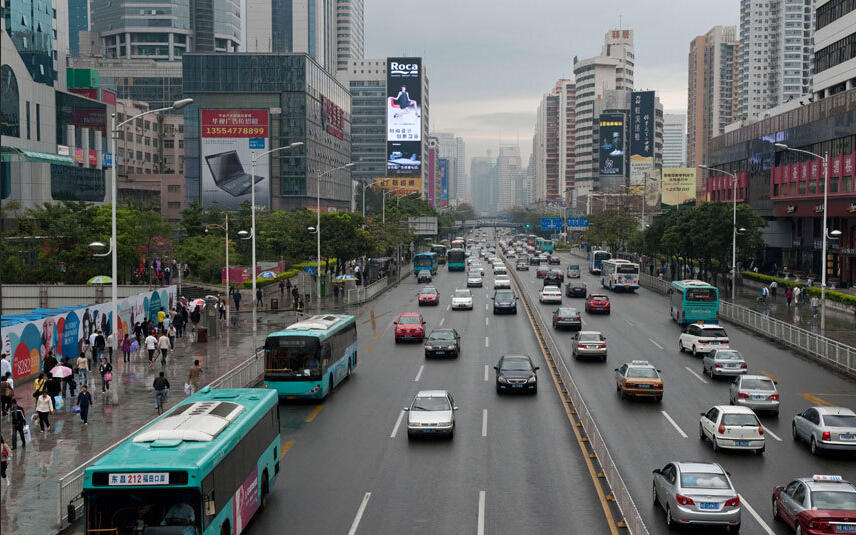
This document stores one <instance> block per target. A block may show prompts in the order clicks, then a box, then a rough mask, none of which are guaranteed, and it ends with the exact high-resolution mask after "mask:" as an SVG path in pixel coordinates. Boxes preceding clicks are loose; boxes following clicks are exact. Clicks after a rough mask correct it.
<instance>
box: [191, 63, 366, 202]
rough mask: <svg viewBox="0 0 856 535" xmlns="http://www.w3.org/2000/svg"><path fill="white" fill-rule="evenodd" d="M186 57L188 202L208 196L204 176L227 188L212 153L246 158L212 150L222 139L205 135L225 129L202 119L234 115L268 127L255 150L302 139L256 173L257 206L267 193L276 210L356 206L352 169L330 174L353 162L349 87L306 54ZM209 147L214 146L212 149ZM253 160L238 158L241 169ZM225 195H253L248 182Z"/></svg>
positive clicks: (214, 154) (207, 184) (226, 190)
mask: <svg viewBox="0 0 856 535" xmlns="http://www.w3.org/2000/svg"><path fill="white" fill-rule="evenodd" d="M182 63H183V83H184V94H185V95H186V96H188V97H191V98H193V99H194V103H193V104H192V105H190V106H187V107H186V108H185V109H184V124H185V132H184V135H185V177H186V188H187V189H186V193H187V200H188V201H193V200H196V199H202V200H203V204H205V200H204V198H205V197H204V196H203V193H205V192H207V191H209V189H210V188H211V184H207V185H206V183H205V181H206V180H214V182H215V186H216V187H215V189H216V188H221V189H222V188H223V186H221V184H220V183H219V182H218V179H217V177H216V176H215V173H216V174H220V168H218V167H216V166H215V165H214V164H213V163H212V159H213V158H215V157H221V158H222V157H223V156H222V155H223V154H225V155H226V157H229V154H227V153H228V152H238V155H239V156H240V151H239V150H237V149H233V150H232V151H226V153H223V152H221V153H219V154H206V151H208V152H211V151H216V150H217V149H216V147H217V143H215V142H213V141H206V136H208V137H215V138H216V137H217V136H222V135H223V134H222V133H221V132H220V130H219V129H218V128H216V127H214V128H213V130H212V129H211V128H205V127H207V126H210V125H206V124H204V123H205V120H206V116H207V117H211V116H212V115H219V116H220V117H221V118H222V117H223V116H225V115H228V116H229V117H238V118H239V119H240V118H241V117H246V119H247V120H248V121H253V122H252V123H251V122H248V123H247V124H258V125H267V126H268V128H267V129H264V128H261V126H260V127H259V128H260V130H259V131H260V132H267V133H268V135H269V143H267V141H266V140H265V139H264V138H262V141H261V142H256V143H254V142H253V141H250V145H251V148H250V150H249V151H248V152H249V153H251V152H252V150H257V149H261V148H266V150H270V149H272V148H279V147H284V146H287V145H289V144H291V143H295V142H302V143H303V145H302V146H299V147H296V148H294V149H289V150H283V151H280V152H277V153H274V154H272V155H270V156H269V157H268V159H265V160H261V161H259V163H258V165H257V171H258V172H259V173H260V175H259V176H255V174H254V173H250V176H253V178H254V180H255V181H256V183H258V184H259V186H256V202H257V204H261V203H264V199H265V198H267V199H269V206H270V208H271V209H282V210H290V209H295V208H310V209H316V207H317V208H318V209H320V210H322V211H332V210H349V209H350V208H351V200H352V199H351V194H352V185H351V171H350V169H347V168H345V169H339V170H337V171H333V172H331V171H332V170H333V169H336V168H339V167H343V166H345V165H347V164H348V163H350V162H351V95H350V93H349V92H348V89H347V87H345V86H344V85H342V84H341V83H339V82H338V81H337V80H336V79H335V78H333V77H332V75H330V74H329V73H328V72H327V71H326V70H325V69H324V68H323V67H322V66H321V65H320V64H318V63H317V62H316V61H315V60H313V59H312V58H311V57H309V56H307V55H306V54H241V53H236V54H188V55H186V56H185V57H184V59H183V62H182ZM271 73H277V76H275V77H272V76H271ZM221 120H222V119H221ZM238 130H241V129H240V128H239V129H238ZM237 135H242V134H241V132H239V133H238V134H237ZM242 143H243V145H241V150H244V151H245V152H247V151H246V142H242ZM208 145H212V147H214V148H213V149H211V151H209V149H206V147H207V146H208ZM232 158H234V157H232ZM249 159H250V158H249V156H248V155H245V156H244V157H243V158H242V159H240V160H242V161H239V162H238V166H239V167H243V173H247V171H249V169H250V168H249V164H250V162H249V161H248V160H249ZM233 161H234V160H233ZM265 170H267V173H268V174H267V176H265V175H264V173H265ZM322 174H323V175H324V176H323V177H322V176H321V175H322ZM227 178H228V177H227ZM226 191H227V192H228V190H226ZM233 196H234V195H233ZM221 197H222V196H221ZM317 197H320V203H319V202H318V201H317ZM225 199H226V200H227V201H229V202H230V203H231V204H234V203H235V202H244V201H246V200H249V188H246V189H243V190H241V191H240V192H239V195H238V196H237V197H236V198H234V199H233V198H230V197H228V196H227V197H225ZM224 202H225V201H224Z"/></svg>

PROBLEM STATEMENT: Read the records above. Show each line that has the string "instance".

OUTPUT FOR THIS EXERCISE:
This document stores one <instance> block per target. A block may show prompts in the order clicks, then a box, then a rough mask, none of which are guaranteed, and it ends with the exact high-resolution mask after "mask:" as an SVG path in pixel coordinates. Boxes preceding clicks are loose; boxes following clicks are exact. Clicks after a rough mask correct it.
<instance>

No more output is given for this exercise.